_PASSAGE TO READ_

----

Monday, 10 November 2008

Principles behind the Repository Manifesto

(based on http://agilemanifesto.org/principles.html)

We follow these principles:

Our highest priority is to satisfy the customer
through early and continuous delivery
of valuable software.

(We are not users of the systems we build, and shouldn't keep putting features in only we want. Which users care if it is OAIS compliant? And METS?)

Welcome changing requirements, even late in
development. Agile processes harness change for
the customer's competitive advantage.

(Go where the users are or want to be in terms of features, not where you think they should be. Users should be shielded from the underlying standards at ALL times.)

Deliver working software frequently, from a
couple of weeks to a couple of months, with a
preference to the shorter timescale.

(If you are not going to implement what you are designing and learn from it as you progress, then you have failed. Do not pass Go, hand in your library pass.)

Business people [USERS] and developers must work
together daily throughout the project.

Build projects around motivated individuals.
Give them the environment and support they need,
and trust them to get the job done.

(Don't just list projects you want doing and expect them to be done. Find people doing work the community finds compelling or interesting and fund them directly.)

The most efficient and effective method of
conveying information to and within a development
team is face-to-face conversation.

(More working meetings, fewer dissemination meetings. Discussion, not powerpoint.)

Working software is the primary measure of progress.

(No plan should get the go-ahead, without implementing the ideas or design alongside it.)

Agile processes promote sustainable development.
The sponsors, developers, and users should be able
to maintain a constant pace indefinitely.

("Projects" lead to having concepts like 'final deadline' and 'wrapup meetings'. Repositories are, by their remit, continuous services, and DO NOT FIT the project paradigm.)

Continuous attention to technical excellence
and good design enhances agility.

(Can't simply work on architectual astronomy without trying to implement, can't simply code and build without a valid design choice. Not one or the other, but working on both simultaneously makes for a good service.)

Simplicity--the art of maximizing the amount
of work not done--is essential.

(Re-use, re-use, re-use. We only need one good system, not 5. In all development, there is time for divergence and a time for convergence, and it's time we converged. Shame there's no good candidate to move to...)

The best architectures, requirements, and designs
emerge from self-organizing teams.

At regular intervals, the team reflects on how
to become more effective, then tunes and adjusts
its behavior accordingly.

(No design is static and no implementation is static, only your current users are. Build and cater for the users you do have, and aim to please those you don't.)

----

_Point annotation rows_
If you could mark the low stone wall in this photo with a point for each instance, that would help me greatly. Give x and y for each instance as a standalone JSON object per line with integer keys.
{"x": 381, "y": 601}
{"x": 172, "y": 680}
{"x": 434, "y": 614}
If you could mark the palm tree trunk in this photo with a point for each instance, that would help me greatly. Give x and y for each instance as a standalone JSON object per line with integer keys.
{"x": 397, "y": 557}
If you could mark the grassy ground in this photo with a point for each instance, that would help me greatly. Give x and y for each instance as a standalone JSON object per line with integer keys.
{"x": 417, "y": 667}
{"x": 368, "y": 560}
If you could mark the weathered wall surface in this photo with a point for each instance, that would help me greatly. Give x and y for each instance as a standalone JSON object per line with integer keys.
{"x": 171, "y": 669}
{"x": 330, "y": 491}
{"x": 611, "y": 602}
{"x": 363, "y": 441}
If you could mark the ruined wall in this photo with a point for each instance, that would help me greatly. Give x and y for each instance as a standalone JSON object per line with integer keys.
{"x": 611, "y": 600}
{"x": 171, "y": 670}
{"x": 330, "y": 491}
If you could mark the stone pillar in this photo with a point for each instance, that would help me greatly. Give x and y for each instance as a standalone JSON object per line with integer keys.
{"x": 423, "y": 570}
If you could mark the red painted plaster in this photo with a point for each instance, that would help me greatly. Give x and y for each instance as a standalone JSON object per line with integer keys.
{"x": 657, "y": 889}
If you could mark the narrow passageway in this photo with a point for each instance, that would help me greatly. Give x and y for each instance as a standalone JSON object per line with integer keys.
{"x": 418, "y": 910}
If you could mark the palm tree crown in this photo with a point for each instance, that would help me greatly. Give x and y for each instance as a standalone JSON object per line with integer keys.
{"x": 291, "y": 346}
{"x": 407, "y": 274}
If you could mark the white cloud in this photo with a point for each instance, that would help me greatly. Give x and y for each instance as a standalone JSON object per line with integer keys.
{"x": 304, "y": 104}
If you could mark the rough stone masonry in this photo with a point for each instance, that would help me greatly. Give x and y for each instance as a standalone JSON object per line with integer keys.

----

_EXERCISE OBJECTIVE_
Reproduce the text of the Repository Manifesto principles from "(No plan should" up to and including "the project paradigm.)". The rows aren't needed for this.

_FULL OUTPUT_
(No plan should get the go-ahead, without implementing the ideas or design alongside it.)

Agile processes promote sustainable development.
The sponsors, developers, and users should be able
to maintain a constant pace indefinitely.

("Projects" lead to having concepts like 'final deadline' and 'wrapup meetings'. Repositories are, by their remit, continuous services, and DO NOT FIT the project paradigm.)